• Instructions
1. Decide whether each statement below agrees with the discussion of publishing contracts. Answer yes or no for each and quote the deciding words.
(a) Baen reworked a writer's contract after realizing it had given itself more than it should have.
(b) Tor's royalty rate for paperbacks is 15%.
(c) A writer was locked in to write a book he didn't want to write while he was on vacation.
2. In the discussion of publishing contracts, what percentage does Amazon give authors?
3. Carry on the discussion of publishing contracts from its final sentence, writing what comes next.

• Text segment
** BEGIN **
I didn't say that there aren't any good books that came out of that, I merely pointed out that there were trashy ones. And then there were ones that were reprints of series twenty years ago (Stackhouse, it's called?) that were republished because their time had come. But for what good resulted, there were plenty of poor books that were a result of editors grabbing every manuscript that came their way. And since you're a fan of Brandon, have you ever heard him talk about what happened after Eragon? Publishers signing so quickly that two different houses ended up with the same book, one of which was plagiarized from the other writer?

No actual publisher worth their salt does this. The only thing that they buy is the license to publish your book. All that other stuff stays with the author.

Emphasis added.
Depends on where you go. Some publishers treat their writers well (Baen, for instance, actually reworked a writers contract when they realized that they'd screwed up and given themselves more than they'd written). Others will do everything they can to keep you from getting a book picked up anywhere else. It sounds like you need to talk to more writers than just Brandon Sanderson and widen your net. Brandon's great. He's also a rock star in the writing world, and trying to mess him over would be career suicide. Other writers aren't so lucky. One writer I knew dumped a company and his agent after they locked him in to write a book he didn't want to write ... while he was on vacation.

He still had to write the book.

Did the editor ask to see any other books you had written? If not, then I kinda doubt that the editor liked the book that much.

Actually he did ask. At the time, I didn't have anything else worth sending, but it was nice to see all the same. Enjoying your foot?

It’s actually a lot more complicated and less strict than that. The way it works is that if another publisher offers to buy your next book, your original publisher has the right to outbid them.

At some publishers, yes, this is true. For others, this isn't the case. Again, you need to talk to more authors out there. This happens, although most these days are shrewd enough to read the fine print.

No, the royalty rates (for Tor, at least) are 15% per Hardcover and 8-10% per paperback. Granted, it’s not as much as the 70% Amazon gives you, but it’s still way more than 1%.

One book publisher giving a royalty rate to Brandon does not the industry make. Most authors I've spoken with make far less than that. The rates vary based on where the book is sold, what their contract is, and what publisher they're with, but having spoken in person with a writer who makes 1% on each sale, I can confidently say your research needs to be a bit more hands on.
** END **
• Data extract
** BEGIN **
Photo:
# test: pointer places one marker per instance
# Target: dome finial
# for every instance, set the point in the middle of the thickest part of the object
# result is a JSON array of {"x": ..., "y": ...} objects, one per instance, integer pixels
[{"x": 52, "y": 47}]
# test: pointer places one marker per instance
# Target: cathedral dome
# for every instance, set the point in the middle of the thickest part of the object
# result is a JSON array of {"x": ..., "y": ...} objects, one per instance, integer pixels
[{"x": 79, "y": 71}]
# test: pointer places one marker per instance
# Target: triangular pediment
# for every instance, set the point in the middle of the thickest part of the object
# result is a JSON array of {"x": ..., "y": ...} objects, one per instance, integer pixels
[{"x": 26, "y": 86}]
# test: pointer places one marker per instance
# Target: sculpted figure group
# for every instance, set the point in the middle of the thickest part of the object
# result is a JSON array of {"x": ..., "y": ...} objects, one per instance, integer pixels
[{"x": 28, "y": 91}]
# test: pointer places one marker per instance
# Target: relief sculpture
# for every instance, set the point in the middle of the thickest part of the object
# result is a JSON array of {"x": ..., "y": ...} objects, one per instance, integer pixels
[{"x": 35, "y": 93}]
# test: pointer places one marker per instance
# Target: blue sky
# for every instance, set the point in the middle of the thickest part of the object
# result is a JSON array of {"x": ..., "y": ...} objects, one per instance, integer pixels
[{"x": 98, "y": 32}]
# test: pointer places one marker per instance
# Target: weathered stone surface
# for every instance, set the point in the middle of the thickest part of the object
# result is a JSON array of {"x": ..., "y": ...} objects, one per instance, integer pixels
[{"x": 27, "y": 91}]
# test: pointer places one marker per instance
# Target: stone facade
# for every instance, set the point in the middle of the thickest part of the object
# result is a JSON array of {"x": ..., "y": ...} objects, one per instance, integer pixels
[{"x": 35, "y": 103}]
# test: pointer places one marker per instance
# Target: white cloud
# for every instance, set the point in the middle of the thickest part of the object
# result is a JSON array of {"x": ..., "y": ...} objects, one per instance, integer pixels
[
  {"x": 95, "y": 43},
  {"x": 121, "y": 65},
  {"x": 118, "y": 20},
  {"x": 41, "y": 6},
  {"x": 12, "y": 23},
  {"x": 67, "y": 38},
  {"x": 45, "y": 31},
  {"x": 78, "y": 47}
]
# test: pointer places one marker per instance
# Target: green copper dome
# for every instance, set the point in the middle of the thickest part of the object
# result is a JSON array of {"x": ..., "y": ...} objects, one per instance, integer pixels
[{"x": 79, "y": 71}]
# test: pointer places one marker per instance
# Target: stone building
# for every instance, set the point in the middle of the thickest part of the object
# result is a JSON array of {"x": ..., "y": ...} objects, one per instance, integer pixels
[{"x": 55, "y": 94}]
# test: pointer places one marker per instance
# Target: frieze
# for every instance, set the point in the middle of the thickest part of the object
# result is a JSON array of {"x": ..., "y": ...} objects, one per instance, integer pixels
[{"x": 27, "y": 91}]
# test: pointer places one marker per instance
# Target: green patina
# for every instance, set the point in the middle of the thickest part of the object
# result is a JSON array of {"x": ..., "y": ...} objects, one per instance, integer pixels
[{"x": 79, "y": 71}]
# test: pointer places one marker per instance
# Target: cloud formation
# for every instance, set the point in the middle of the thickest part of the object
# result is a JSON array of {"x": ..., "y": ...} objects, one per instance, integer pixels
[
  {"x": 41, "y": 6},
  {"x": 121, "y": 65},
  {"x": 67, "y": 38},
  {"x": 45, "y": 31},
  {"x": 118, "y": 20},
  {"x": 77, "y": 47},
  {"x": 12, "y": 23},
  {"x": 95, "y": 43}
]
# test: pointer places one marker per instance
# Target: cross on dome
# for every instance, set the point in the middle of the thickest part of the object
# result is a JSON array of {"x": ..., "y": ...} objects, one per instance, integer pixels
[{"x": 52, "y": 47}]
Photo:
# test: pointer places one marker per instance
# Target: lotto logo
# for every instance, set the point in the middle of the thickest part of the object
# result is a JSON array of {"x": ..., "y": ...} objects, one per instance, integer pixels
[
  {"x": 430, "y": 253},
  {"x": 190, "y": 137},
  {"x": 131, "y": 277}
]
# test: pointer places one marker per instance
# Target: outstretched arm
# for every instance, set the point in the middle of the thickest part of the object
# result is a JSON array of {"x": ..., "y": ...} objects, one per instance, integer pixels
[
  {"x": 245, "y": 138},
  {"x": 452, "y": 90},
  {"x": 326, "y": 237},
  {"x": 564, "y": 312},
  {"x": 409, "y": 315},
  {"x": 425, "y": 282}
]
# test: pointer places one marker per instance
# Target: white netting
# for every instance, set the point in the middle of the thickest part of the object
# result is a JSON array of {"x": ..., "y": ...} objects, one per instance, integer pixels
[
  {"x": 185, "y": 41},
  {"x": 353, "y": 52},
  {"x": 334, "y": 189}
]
** END **
• Answers for this exercise
1.
(a) Yes: "Baen, for instance, actually reworked a writers contract when they realized that they'd screwed up and given themselves more than they'd written"
(b) No: "15% per Hardcover and 8-10% per paperback"
(c) Yes: "locked him in to write a book he didn't want to write ... while he was on vacation"

2. Amazon gives 70%.

3.
I will update the original post to include a point on all publishers being different, but you cannot wander into publishing hoping for the best deals offered to writers like Stephen King. It just won't happen.

I don’t want to hear about the people who are getting rich off of Amazon publishing. I want to hear about the books that could only have existed because of this.

The Deacon Trilogy, by Joseph Lallo, to name one. While his Amazon.com page is out of date, his blog confirms that he quit his day-job last year to write full time. Larry Correia, to name another (and who might be taking a Hugo this year), got his start as a self-publisher and then got an offer from Baen. Nice guy, fun books (and definitely worth reading if you like action-adventure).

So you had your own cover art done? So you had to find and pay an artist yourself?

2047273
Eeyup. :eeyup:

It's not that tough, but there's a range of prices you can find if you hunt around. I spent a couple of days talking with people before I found someone in my price range who had the style I was looking for. He did the cover for Dead Silver as well, although I'll probably go with a new artist for the next book, just to try a new look.

2047248
I'm curious, how many of these author friends of yours have actually shown you their contracts? I'm fairly certain that Brandon has seen book contracts from authors other than himself. But even if he hasn't, they're contracts. You can negotiate contracts; if you don't like the offer they give you, you can refuse it. No one is holding a gun to your head to sign. Are there bad publishers out there? Absolutely. The idea is to know what you're doing so that you only sign with the good ones.

Also, you seemed to have misunderstood what I meant by "the books that could only have existed because of this." I want to see something like Background Pony or the Winning-verse. Something crazy awesome that didn't have a built in audience before it came out.

2047567

Something crazy awesome that didn't have a built in audience before it came out.

Joseph Lallo got his start there. He started from zero, and built himself an audience to the point where he writes full time. Correia built himself one on forums by writing stuff there and releasing it as a self-published stuff.

Unless you're looking for something like "Background Pony" being turned into a book on Amazon, that more than answers what you asked for.

I think an important thing you have to recognize is that a lot of authors are good at writing, NOT at doing business, which is the same problem that a lot of musicians have. Really, in the end, anything you do is a business, and as a result of that, being good at business will get you better ROI.

There are also a lot of different situations which can come up. For instance, Sanderson finished up the Wheel of Time series for Robert Jordan after he died; he does not have the rights to that world. He had the right to make those books, and the copyright on them may or may not belong to him (I'm not sure if he did them as work for hire or not), but the film rights for the Wheel of Time likely rests with Robert Jordan's estate.

If you're doing work for hire - something like writing the upteenth Goosebumps book or whatever - chances are you're not going to own the rights to your book, you're producing the book for a fee, the same as someone producing art for some other company or what have you. This isn't at all uncommon and it isn't evil, you just need to know what it is you're signing up for.

Conversely, if you're writing something out of the blue and trying to get published, you probably shouldn't be signing away your rights to it. I wouldn't be surprised if publishers tried to pull this on people, but if you know what you're doing, this shouldn't happen to you. JK Rowling's first books were the Harry Potter series AFAIK, and she kept all the rights to them, so clearly this is not at all unusual.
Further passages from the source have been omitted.